Turkey Calls
Practice recognizing and reproducing key turkey sounds.
Turkey Call Sounds
Wild turkeys have at least 29 different vocalizations. Being able to replicate all of them would be a lifetime’s work, but hunters should be able to recognize and reproduce several key calls.
Below is a small sampling:
Gobble – Perhaps the most recognizable of all turkey sounds is the gobble. Toms gobble to let other turkeys in the area know he’s there and ready to mate. A gobble, then, serves two purposes: getting hens’ attention and intimidating jakes or smaller toms.
Yelp – The yelp is viewed as a hen’s main form of communication. The yelp is a locating call, helping hens find other turkeys (hens and toms) in the area and beckoning them to join her. If you can fire a hen up enough, she may have to come and investigate, even if she has to drag that tom with her.
Cutting – Cutting is usually heard as a rapid and sharp series of clucks. This is an excited call made by a hen to grab a tom’s attention—she’s fired up and wants the tom to know it. If you’re in the woods hearing cutting, you are probably hunting at or near the peak levels of the breeding season and excitement.
It can also serve as communication between hens when they are agitated with each other. If a turkey is henned-up, you can try agitating his hens to a boiling point. They may have to come settle the dispute—with a tom in tow.
Soft Yelps, Clucks, and Purrs – These are low-volume calls that signify contentment. They can translate to safety and security for other birds and can be your best weapon to get a turkey to close down that final 50 yards.
Using a less-is-more strategy, lower your volume when the toms break into the 100-yard range. The soft calls will reassure the tom that everything is safe and entice him to come and find you. These are some of the most crucial calls for finishing the hunt.

Types of Turkey Calls
Push-Button Calls – Great for beginners, these calls use the friction of two pieces of wood rubbing together to create clucks, purrs, or yelps. The hunter pushes a spring-loaded wood dowel attached to a block of wood. The wood block rubs against a pyramid-shaped piece of wood to create different sound patterns depending on the intensity with which the dowel is pressed.
Slate Calls – Another friction call, sometimes called pot calls. These are made from a round disc of slate, ceramic, or glass and paired with a striker of wood, carbon, or aluminum. The hunter scrapes the disc (AKA pot) with the striker at various angles to make different sounds. Different sounds also come from using different combinations of pots and strikers. Slate calls take a lot of practice.
Box Calls – One of the oldest friction calls, the box call makes sound by scraping the lid (or paddle) of a wooden box across the box’s thin edge. The lid is often attached by a single screw. A box call can create yelps, clucks, cuts, purrs, cackles, whines, and many more turkey sounds, making it a favorite tool.

▸ DATASET EXCERPTS:
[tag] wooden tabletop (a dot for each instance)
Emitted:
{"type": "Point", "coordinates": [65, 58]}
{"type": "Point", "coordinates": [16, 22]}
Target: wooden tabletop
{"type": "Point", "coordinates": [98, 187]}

▸ PROBLEM STATEMENT:
Answer these questions using the turkey calls page.
1. How many different vocalizations do wild turkeys have?
2. What other name is sometimes used for slate calls?
3. At what distance from the toms should a hunter lower the calling volume?
The rows here were taken from a separate source.

▸ TASK SOLUTION:
1. At least 29.
2. Pot calls.
3. When the toms break into the 100-yard range.